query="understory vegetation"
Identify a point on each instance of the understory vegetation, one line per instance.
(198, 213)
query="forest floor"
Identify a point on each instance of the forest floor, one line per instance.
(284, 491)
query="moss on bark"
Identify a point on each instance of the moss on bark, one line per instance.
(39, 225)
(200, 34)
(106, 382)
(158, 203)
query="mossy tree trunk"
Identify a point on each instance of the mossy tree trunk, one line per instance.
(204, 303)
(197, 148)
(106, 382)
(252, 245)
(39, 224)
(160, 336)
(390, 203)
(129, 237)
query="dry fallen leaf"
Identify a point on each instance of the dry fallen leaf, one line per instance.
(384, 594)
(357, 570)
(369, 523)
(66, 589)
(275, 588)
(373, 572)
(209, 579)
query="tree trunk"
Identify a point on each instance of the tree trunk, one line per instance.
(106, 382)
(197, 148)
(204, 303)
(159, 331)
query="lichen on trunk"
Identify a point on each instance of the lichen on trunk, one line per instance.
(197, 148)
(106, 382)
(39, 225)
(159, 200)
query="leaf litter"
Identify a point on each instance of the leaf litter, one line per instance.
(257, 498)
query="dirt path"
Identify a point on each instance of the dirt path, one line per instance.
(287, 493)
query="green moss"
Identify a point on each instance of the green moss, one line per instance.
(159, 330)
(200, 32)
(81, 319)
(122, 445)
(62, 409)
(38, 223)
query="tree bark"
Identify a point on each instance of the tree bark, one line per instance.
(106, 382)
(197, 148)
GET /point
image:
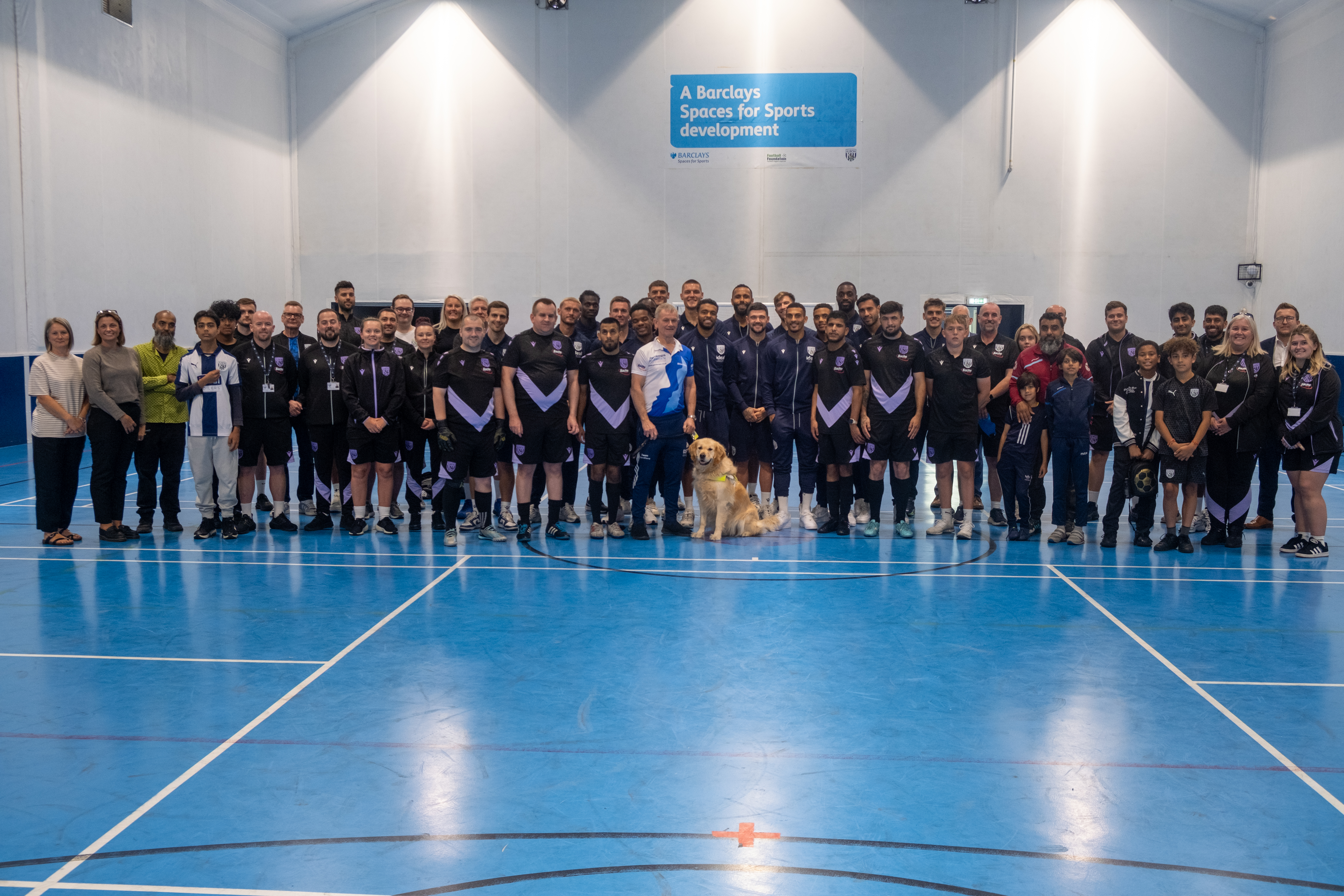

◆ **WHAT IS NEEDED**
Tally the lines in the items above that contain the word "floor". Reply with only the number.

◆ **OUTPUT OF THE TASK**
2